### PASSAGE

------------------------------------------------------------

Saturday, May 15, 2004
Neologisms
Words & phrases coined in the last 24 hours out of necessity:
Anticipaintion: the half-second of intellectual awareness of impending and as-yet-unmeasurable discomfort that elapses between the moment you stub your toe and the moment your pain centers recieve, acknowledge, and quantify the resultant explosion of pain. See also Painticipate.
Kiddie Change: pennies, nickels, dimes and quarters found scattered across the carpet, in the bedcovers, and in one's shoes, especially in the weeks after a visit from grandma.
Commentsation: Any personal discourse exchange, occuring in the comments of a blogentry, which has nothing to do with the original blogpost. Somewhat related to argcomment, a blog phenomenon often seen on large sites like Fark and slashdot, in which disagreement about a fundamental position in a blogentry causes the comments of that entry to spill over with the resultant debate.
Bedhopping: Moving from one location to another in the middle of a night's sleep. Most often caused by waking up on the living room couch at 2 a.m. after a week's cumulative end-of-school-year stress causes you to pass out postprandially during the six o'clock news and realizing you'd be much more comfortable in bed. Related to Sleepwhere: the confused but temporary state of trying to figure out one's location experienced upon awaking on the living room couch at 2 a.m.
Potty Train: Any mad dash of two or more related people down the hallway to the bathroom after a naked half-toilet-trained toddler utters the phrase "Willow poop?" Synonyms include toilet troop, poop parade, and rapid bowel movement.
More, surely, to come.
posted by boyhowdy |
8:30 AM |
21 comments
Friday, May 14, 2004
Creepy Crawlies (Got Bugs?)
Warm weather brings greenery and heat, but it also brings ants, tics, black flies, newts and other smallscale fauna to the forefront of my life. Here's a quick midday compendium of some recent forways into the life of the tiny and slimy.
- I'm not sure if it's alergies or just her tender baby skin, but Willow's turned out oversensitive to black fly bites; at the moment, though the spot on her temple has finally begun to fade, her belly sports several inch-in-diameter welts, as if a bug or two had gotten caught up in her clothes. The air is thick with these tiny darklings in many of our favorite haunts, from the swingset outside the dining hall to the otherwise-cool woods and stream just over the ridge from here; they even swarmed the hood of the car yesterday when I went out to try to unscrew the rusted bolts on the dead car's battery. Happily, the marks the black flies leave don't seem to be itchy, but boy, are those spots ugly against that precious skin: as a preventative, we've taken to carrying baby-safe bug spray with us at all times, which makes us smell of baby powder and sweet sharp synthetics.

------------------------------------------------------------

### DATA FOR THIS EXERCISE
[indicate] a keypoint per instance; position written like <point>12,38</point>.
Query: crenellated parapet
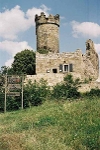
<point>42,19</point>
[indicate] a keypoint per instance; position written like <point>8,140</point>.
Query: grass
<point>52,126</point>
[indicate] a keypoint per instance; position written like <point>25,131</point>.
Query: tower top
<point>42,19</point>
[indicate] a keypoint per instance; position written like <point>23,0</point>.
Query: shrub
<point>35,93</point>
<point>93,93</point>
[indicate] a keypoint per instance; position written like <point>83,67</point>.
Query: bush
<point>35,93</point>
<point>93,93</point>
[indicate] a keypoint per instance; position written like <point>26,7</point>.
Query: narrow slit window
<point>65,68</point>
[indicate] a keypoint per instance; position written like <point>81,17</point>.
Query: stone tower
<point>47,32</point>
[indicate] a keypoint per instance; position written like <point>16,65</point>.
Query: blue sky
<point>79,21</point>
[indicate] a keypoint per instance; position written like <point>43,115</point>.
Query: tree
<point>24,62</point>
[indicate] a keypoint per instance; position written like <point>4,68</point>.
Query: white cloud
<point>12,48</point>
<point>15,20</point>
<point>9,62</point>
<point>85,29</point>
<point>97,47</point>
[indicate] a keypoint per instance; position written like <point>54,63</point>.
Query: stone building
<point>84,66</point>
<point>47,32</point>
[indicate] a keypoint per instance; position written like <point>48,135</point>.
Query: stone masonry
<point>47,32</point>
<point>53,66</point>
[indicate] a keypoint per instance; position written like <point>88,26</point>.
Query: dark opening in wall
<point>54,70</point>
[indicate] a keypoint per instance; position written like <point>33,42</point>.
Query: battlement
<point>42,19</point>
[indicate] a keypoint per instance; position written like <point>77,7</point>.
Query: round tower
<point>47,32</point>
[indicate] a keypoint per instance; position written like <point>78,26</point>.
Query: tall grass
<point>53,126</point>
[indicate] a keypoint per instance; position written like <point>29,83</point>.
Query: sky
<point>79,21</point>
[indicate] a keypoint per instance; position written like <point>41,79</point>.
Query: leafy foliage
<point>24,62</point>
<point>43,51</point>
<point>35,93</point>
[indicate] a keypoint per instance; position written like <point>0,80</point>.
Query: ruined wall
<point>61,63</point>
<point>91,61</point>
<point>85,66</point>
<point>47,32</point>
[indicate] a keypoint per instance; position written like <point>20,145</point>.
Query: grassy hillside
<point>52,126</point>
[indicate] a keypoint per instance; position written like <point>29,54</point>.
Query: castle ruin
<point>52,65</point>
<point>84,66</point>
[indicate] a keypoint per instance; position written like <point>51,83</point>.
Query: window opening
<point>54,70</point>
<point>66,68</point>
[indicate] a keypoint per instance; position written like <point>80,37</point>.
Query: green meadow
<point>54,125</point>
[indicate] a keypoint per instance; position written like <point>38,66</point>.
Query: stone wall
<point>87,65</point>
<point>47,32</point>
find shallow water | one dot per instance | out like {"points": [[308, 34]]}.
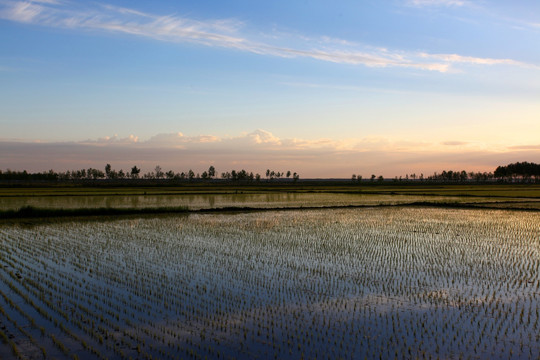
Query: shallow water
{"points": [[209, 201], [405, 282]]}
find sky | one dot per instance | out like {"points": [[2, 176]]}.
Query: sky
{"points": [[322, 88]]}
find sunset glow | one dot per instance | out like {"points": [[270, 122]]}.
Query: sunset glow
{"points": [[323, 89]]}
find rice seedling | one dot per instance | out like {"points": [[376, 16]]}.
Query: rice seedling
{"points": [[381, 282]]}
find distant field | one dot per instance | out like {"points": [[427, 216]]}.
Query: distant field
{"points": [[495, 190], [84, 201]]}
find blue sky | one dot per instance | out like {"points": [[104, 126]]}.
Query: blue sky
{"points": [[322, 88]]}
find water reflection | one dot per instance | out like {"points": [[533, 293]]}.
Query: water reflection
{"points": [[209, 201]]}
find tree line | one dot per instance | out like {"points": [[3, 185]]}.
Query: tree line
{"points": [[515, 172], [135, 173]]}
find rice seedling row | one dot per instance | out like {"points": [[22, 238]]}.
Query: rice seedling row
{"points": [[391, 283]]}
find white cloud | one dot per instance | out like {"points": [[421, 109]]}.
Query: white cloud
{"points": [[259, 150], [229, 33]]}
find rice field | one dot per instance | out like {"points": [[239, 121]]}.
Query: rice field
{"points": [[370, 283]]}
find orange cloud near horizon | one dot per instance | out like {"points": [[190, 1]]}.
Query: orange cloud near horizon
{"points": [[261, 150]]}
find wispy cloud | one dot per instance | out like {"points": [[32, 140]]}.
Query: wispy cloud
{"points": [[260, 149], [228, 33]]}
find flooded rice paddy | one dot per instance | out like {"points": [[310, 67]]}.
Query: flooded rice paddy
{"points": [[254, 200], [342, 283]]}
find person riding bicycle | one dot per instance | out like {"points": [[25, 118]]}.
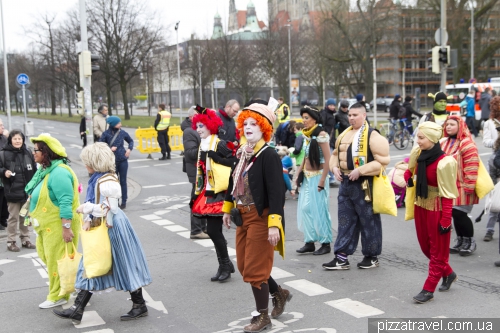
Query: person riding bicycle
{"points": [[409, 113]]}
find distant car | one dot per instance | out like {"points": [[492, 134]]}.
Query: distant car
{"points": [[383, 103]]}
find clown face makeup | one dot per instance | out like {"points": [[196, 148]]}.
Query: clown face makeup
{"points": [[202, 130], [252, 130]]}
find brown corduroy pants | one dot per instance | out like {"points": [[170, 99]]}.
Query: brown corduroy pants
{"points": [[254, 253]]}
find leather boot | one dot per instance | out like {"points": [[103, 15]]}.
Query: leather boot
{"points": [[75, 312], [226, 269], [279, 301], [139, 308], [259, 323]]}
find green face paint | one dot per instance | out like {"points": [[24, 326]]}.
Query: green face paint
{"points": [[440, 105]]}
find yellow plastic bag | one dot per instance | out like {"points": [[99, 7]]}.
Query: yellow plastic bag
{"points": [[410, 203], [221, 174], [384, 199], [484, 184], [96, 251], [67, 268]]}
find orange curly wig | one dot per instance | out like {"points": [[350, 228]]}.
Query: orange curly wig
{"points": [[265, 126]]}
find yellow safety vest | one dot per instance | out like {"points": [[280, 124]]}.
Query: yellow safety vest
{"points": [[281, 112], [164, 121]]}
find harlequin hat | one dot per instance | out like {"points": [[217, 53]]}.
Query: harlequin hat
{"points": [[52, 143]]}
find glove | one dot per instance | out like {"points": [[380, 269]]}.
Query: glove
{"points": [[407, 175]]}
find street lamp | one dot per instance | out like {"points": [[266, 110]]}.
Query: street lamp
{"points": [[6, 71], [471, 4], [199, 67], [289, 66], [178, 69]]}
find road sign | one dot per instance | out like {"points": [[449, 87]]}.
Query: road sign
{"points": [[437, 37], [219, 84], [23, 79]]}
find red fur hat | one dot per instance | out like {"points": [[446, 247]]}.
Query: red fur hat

------------------------------------------------------------

### TASKS AND EXERCISES
a – Translate the sentence "More, surely, to come." from the blog post into Spanish.
b – Repeat the rows word for word, from the line containing "written like <point>48,135</point>." through the line containing "<point>54,125</point>", including both of those lines.

### RESPONSES
a – Sin duda, vendrán más.

b –
[indicate] a keypoint per instance; position written like <point>48,135</point>.
Query: stone masonry
<point>47,32</point>
<point>53,66</point>
[indicate] a keypoint per instance; position written like <point>88,26</point>.
Query: dark opening in wall
<point>54,70</point>
[indicate] a keypoint per instance; position written like <point>33,42</point>.
Query: battlement
<point>42,19</point>
[indicate] a keypoint per instance; position written like <point>77,7</point>.
Query: round tower
<point>47,32</point>
[indicate] a keypoint per instance; position written like <point>78,26</point>.
Query: tall grass
<point>53,126</point>
[indicate] a keypoint per instance; position written like <point>29,83</point>.
Query: sky
<point>79,21</point>
[indicate] a keypoint per instance; position written like <point>41,79</point>.
Query: leafy foliage
<point>24,62</point>
<point>43,51</point>
<point>35,93</point>
[indicate] a keypoint per instance; position written like <point>0,80</point>.
Query: ruined wall
<point>61,63</point>
<point>91,61</point>
<point>85,66</point>
<point>47,32</point>
[indicate] a keypoint per instance; position written like <point>20,145</point>.
Query: grassy hillside
<point>52,126</point>
[indicate] a keypoint per instance; position written like <point>29,54</point>.
Query: castle ruin
<point>52,65</point>
<point>84,66</point>
[indicate] a keypoint per instance; position written like <point>51,83</point>.
Query: window opening
<point>54,70</point>
<point>66,68</point>
[indicate] a keypoint per instance; position written like <point>80,37</point>.
Query: green meadow
<point>54,125</point>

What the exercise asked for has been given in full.